__EXERCISE DESCRIPTION__: Locate every line in the listing below that contains the word "order", treating uppercase and lowercase as different, and copy each of those lines.

___ THE INPUT

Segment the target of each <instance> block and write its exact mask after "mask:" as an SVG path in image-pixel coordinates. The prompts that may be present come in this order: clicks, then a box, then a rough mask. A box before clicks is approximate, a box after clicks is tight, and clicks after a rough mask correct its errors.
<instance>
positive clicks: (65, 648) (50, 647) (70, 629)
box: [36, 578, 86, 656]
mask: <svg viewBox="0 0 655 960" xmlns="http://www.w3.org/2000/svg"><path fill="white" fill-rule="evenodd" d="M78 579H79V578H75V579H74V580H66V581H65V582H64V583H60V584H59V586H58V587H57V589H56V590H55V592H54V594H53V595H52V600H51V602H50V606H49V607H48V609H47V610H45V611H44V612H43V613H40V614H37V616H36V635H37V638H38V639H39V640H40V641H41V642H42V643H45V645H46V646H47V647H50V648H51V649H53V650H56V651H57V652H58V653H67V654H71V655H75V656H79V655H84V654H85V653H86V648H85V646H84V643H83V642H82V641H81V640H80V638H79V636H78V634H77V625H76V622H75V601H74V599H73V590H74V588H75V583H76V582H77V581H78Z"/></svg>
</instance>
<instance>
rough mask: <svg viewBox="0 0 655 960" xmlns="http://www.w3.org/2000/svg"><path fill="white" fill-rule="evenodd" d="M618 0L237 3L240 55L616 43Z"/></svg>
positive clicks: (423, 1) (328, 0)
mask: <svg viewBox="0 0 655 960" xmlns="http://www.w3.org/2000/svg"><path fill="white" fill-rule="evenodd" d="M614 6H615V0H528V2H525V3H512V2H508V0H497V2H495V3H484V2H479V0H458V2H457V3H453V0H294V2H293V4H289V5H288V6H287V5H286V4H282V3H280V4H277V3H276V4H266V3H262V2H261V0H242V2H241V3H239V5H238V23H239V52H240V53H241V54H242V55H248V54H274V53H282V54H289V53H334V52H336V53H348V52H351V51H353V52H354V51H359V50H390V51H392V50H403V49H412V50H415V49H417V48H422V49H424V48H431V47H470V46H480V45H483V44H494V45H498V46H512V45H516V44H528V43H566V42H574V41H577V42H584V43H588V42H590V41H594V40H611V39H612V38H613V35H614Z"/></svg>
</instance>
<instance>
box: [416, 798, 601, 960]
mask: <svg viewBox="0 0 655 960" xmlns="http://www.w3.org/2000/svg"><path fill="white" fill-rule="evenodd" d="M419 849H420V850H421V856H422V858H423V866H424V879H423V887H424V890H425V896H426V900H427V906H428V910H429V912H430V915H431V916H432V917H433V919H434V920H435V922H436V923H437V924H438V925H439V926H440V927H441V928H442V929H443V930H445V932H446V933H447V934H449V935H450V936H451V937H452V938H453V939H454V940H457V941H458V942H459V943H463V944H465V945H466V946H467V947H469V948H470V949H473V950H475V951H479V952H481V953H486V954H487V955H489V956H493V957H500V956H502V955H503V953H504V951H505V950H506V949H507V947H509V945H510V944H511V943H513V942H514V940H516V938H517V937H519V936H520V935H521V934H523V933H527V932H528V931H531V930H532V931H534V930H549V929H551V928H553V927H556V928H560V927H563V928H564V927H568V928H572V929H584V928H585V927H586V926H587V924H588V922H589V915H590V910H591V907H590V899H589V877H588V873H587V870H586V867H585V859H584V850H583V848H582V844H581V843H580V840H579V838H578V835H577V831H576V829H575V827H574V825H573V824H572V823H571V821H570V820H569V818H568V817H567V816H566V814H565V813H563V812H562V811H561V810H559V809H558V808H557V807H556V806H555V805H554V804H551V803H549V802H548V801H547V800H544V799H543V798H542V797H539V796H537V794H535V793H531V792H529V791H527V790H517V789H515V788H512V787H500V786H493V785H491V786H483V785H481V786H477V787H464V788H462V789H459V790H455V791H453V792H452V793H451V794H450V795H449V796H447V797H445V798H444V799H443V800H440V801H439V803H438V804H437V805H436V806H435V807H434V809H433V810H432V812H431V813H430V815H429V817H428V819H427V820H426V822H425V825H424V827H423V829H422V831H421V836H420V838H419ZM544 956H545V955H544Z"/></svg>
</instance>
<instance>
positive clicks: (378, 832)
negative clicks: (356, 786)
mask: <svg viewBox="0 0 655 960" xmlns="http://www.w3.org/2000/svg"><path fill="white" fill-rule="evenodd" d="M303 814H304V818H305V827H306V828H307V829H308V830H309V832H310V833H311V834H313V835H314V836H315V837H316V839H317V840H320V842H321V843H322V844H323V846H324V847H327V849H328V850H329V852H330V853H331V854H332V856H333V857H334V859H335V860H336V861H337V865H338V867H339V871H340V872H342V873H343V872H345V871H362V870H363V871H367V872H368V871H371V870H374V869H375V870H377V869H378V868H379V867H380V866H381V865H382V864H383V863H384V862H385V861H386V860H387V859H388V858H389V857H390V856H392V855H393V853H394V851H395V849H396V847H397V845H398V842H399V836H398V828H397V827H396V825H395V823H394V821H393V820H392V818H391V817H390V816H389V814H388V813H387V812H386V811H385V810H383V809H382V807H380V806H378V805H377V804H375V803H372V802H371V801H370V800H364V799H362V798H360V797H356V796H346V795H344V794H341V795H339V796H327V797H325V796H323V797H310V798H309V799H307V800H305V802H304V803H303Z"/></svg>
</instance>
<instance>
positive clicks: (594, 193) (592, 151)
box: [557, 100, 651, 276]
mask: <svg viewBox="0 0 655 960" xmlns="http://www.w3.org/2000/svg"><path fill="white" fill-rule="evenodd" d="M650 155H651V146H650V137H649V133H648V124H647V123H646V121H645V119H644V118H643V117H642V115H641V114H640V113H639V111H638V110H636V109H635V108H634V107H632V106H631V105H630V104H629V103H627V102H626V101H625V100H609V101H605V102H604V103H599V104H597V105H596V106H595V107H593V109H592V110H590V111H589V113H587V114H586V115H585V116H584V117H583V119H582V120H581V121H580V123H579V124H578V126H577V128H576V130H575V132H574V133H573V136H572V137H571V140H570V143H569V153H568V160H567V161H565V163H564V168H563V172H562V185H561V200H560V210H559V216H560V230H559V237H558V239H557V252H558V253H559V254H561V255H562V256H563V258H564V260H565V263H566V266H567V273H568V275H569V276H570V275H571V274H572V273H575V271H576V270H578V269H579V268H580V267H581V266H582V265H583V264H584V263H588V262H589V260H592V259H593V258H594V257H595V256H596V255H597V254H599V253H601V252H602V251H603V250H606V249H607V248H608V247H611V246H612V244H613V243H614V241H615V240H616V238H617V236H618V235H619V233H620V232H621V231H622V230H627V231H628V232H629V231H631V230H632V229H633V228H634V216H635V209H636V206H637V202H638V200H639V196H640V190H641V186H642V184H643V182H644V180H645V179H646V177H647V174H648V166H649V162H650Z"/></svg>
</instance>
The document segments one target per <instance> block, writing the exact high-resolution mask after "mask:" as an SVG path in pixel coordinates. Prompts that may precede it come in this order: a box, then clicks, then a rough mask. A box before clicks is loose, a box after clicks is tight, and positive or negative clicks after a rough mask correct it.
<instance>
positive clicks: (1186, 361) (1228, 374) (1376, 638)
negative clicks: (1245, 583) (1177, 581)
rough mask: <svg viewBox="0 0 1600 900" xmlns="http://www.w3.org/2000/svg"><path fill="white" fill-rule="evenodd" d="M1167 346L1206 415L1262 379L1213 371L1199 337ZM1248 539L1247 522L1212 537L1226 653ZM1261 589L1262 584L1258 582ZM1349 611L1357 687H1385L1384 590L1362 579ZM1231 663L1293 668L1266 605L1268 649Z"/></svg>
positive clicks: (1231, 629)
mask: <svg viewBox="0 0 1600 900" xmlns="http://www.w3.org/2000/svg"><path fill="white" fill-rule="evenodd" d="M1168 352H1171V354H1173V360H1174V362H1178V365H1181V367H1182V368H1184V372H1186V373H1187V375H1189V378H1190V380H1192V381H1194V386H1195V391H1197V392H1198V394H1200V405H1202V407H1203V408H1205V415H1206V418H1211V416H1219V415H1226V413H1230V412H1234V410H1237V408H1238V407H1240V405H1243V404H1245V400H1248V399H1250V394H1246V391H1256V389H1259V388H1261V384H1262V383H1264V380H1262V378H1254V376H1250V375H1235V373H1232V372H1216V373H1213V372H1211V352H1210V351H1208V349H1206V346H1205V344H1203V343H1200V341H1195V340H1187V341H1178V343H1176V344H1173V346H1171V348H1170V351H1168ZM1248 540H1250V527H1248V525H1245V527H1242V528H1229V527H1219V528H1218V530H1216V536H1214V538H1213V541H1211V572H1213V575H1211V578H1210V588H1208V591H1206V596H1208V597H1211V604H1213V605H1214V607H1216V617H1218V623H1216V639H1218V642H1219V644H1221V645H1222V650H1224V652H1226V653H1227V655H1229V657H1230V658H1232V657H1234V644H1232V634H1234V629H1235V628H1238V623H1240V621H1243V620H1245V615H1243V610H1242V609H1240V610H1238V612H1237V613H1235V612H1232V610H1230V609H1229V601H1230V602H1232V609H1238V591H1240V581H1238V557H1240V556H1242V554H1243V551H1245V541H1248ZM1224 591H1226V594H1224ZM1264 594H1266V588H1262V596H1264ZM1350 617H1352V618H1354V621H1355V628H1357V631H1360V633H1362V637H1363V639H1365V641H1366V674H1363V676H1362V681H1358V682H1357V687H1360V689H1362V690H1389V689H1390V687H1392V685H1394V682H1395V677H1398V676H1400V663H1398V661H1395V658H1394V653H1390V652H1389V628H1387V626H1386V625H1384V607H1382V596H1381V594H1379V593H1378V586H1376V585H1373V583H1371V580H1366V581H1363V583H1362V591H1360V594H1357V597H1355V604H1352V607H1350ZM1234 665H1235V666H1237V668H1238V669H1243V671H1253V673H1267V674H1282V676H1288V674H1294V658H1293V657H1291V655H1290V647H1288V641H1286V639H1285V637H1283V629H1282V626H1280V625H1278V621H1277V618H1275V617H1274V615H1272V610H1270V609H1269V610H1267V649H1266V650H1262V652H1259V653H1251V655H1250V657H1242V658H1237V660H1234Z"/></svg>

______

__RESULT OF THE EXERCISE__:
Segment the target of each <instance> block and write its exact mask after "mask:" as an SVG path in image-pixel coordinates. The prompts that may be present come in this order: clicks, then a box, then a rough mask. A box before clicks is approximate, a box after clicks is tight, and clicks after a rough mask correct its errors.
The document segments one target per <instance> block, writing the exact high-resolution mask after "mask:" as an SVG path in pixel coordinates. Prompts that may precede it come in this order: a box, then clicks, then a rough mask. A box before clicks is loose, a box after clicks is tight, and positive or negative clicks after a rough mask correct it.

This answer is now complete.